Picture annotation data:
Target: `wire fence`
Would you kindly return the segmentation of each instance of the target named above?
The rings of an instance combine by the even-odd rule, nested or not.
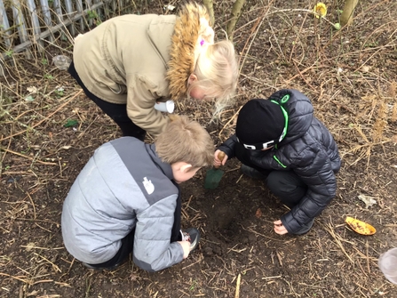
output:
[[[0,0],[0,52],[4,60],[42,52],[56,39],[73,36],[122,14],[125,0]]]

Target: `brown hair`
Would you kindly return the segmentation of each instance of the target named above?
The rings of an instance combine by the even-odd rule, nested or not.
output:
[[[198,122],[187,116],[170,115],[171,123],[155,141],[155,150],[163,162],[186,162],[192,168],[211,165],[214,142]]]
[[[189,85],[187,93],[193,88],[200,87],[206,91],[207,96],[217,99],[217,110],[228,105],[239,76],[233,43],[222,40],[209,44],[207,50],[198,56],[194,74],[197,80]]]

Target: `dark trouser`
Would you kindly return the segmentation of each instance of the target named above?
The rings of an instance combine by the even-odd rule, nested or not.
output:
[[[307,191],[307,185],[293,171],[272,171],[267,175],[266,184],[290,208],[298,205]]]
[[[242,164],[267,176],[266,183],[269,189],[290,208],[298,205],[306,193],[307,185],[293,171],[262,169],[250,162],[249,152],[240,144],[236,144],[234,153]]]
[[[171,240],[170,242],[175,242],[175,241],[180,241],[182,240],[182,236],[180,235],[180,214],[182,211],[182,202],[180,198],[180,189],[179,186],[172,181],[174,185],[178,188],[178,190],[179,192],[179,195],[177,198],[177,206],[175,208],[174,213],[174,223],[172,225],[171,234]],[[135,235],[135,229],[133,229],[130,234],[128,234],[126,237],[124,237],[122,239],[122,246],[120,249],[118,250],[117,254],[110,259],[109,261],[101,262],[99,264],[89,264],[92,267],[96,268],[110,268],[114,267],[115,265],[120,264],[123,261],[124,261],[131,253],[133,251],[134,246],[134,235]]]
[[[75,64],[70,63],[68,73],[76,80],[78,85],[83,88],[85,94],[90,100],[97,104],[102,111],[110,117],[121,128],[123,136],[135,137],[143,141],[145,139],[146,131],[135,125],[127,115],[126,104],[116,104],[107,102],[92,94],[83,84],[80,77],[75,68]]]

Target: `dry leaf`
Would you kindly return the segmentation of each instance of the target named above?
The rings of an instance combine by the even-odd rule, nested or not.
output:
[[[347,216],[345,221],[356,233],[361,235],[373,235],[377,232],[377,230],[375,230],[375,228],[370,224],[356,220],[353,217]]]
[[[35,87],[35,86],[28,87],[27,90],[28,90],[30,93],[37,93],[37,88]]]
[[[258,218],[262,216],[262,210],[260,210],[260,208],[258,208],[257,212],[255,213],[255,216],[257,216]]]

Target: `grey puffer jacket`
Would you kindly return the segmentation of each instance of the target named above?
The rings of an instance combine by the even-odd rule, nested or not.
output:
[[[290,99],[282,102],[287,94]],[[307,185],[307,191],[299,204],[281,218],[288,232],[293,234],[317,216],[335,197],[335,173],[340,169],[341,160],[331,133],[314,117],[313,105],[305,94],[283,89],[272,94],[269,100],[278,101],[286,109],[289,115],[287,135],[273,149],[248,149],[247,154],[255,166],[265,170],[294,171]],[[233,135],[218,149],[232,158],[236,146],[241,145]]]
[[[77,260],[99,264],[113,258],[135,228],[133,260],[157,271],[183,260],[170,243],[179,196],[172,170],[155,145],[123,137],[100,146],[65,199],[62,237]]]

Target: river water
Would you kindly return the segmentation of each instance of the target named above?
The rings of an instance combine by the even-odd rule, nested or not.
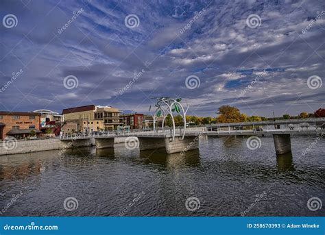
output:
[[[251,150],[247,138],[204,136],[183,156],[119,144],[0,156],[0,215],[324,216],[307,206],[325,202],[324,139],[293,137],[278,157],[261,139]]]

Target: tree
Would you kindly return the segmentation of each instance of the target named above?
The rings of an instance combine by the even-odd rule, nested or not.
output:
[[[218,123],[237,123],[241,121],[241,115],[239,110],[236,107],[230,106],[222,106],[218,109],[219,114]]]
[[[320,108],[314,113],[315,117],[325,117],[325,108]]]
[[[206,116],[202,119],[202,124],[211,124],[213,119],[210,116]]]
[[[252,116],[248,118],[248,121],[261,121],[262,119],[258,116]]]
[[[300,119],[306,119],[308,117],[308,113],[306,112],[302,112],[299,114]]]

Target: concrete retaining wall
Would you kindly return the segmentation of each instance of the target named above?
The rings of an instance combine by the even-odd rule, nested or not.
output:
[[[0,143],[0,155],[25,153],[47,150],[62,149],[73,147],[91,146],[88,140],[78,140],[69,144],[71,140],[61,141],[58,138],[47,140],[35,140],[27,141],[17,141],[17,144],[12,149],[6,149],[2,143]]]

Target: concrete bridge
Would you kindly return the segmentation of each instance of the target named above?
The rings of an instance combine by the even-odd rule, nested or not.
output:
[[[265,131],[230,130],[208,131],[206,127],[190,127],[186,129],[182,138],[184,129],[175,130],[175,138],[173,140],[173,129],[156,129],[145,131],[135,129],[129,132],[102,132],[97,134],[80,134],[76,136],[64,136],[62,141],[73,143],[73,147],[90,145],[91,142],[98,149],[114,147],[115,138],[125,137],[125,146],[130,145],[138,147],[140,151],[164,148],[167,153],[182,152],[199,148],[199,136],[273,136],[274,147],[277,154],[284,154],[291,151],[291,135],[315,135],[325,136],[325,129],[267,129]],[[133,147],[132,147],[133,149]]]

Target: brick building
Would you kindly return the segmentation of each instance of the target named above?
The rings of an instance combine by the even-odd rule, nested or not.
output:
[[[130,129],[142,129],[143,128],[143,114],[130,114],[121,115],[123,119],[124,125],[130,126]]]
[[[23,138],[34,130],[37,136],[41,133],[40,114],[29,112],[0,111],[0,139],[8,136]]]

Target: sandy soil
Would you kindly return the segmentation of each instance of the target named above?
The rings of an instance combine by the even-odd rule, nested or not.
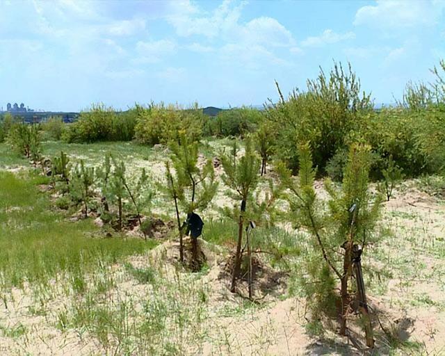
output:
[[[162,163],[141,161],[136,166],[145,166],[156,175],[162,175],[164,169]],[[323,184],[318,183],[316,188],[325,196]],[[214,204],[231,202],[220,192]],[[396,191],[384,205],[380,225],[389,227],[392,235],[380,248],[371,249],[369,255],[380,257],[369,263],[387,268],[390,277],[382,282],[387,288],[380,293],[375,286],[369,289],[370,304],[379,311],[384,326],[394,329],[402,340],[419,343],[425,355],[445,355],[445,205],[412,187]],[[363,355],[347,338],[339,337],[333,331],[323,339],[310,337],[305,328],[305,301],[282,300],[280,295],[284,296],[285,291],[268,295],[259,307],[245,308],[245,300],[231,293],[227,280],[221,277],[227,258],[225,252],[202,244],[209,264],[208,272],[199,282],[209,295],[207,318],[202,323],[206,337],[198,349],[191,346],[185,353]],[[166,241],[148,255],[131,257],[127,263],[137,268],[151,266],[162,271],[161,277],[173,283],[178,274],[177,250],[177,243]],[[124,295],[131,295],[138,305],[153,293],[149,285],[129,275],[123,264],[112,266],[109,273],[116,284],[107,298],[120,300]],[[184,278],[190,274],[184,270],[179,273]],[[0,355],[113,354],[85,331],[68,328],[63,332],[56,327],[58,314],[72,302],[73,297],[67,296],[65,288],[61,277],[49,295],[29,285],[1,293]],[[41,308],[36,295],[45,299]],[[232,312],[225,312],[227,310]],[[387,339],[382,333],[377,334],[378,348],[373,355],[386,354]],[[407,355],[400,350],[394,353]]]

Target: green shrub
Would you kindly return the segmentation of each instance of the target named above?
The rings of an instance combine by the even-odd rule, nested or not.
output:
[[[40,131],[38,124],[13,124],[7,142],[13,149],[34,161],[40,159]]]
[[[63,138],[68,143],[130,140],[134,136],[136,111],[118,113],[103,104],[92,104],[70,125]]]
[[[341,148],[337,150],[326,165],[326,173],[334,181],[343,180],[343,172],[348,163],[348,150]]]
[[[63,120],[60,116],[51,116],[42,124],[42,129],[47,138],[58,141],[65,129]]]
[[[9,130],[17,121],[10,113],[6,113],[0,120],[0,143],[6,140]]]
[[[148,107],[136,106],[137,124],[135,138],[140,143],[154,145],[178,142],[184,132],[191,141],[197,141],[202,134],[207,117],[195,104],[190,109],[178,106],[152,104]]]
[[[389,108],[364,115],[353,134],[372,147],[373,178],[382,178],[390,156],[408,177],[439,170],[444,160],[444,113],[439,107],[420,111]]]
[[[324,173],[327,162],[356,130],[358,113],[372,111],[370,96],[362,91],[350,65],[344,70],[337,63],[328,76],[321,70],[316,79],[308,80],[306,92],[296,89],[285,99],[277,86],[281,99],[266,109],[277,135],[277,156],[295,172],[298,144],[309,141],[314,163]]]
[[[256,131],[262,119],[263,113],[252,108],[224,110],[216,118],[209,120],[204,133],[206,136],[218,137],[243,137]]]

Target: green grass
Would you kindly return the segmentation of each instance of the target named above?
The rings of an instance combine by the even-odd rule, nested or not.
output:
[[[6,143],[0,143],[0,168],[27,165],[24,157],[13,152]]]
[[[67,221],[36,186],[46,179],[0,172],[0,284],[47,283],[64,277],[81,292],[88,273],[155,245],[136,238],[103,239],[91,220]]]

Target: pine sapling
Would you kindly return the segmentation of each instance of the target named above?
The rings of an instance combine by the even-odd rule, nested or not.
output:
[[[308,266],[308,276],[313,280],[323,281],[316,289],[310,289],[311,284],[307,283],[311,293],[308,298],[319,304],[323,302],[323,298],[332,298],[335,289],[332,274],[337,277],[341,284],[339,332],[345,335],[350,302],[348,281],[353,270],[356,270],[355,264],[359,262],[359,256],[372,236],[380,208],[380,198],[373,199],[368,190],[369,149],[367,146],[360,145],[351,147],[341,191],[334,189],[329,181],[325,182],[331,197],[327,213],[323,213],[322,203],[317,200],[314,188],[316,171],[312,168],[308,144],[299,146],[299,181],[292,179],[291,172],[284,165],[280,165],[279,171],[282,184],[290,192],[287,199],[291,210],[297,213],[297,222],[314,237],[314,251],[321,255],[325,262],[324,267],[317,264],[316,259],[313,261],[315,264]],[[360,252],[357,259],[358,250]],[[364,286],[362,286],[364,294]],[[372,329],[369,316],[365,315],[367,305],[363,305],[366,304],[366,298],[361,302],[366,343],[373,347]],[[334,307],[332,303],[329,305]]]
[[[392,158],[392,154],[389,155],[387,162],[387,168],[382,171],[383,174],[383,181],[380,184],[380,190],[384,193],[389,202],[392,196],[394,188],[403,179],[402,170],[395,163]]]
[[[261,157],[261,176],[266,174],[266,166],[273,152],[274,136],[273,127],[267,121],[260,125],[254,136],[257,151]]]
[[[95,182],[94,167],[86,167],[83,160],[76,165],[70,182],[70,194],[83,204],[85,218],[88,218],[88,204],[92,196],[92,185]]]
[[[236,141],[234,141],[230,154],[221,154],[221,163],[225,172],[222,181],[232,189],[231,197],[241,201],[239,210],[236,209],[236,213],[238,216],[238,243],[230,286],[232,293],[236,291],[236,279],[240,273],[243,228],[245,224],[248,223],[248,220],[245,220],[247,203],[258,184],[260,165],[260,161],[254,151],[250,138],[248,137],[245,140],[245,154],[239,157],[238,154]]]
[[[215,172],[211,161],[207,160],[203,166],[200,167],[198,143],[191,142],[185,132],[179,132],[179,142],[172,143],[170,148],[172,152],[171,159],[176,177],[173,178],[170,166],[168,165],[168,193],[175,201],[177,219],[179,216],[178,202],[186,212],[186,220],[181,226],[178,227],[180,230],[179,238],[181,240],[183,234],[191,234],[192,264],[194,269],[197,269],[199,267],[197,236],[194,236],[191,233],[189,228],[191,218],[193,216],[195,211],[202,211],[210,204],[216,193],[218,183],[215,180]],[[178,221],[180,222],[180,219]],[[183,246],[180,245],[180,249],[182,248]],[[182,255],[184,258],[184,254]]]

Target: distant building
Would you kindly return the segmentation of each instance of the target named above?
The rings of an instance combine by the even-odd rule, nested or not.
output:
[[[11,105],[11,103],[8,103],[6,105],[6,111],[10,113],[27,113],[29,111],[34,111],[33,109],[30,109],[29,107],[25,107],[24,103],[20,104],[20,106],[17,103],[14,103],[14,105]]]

WHAT THE EXERCISE ASKS:
Return verbatim the lines of the data above, beginning with the line that contains "Target: distant building" and continuing through the end of the data, both ends included.

OUTPUT OF THE EXERCISE:
Target: distant building
Would you kindly return the segmentation of each instance of the target named above?
The rings of an instance combine by the even-odd rule, nested or not.
output:
[[[11,105],[11,103],[8,103],[6,105],[6,111],[10,113],[27,113],[29,111],[34,111],[33,109],[30,109],[29,107],[25,107],[24,103],[20,104],[20,106],[17,103],[14,103],[14,105]]]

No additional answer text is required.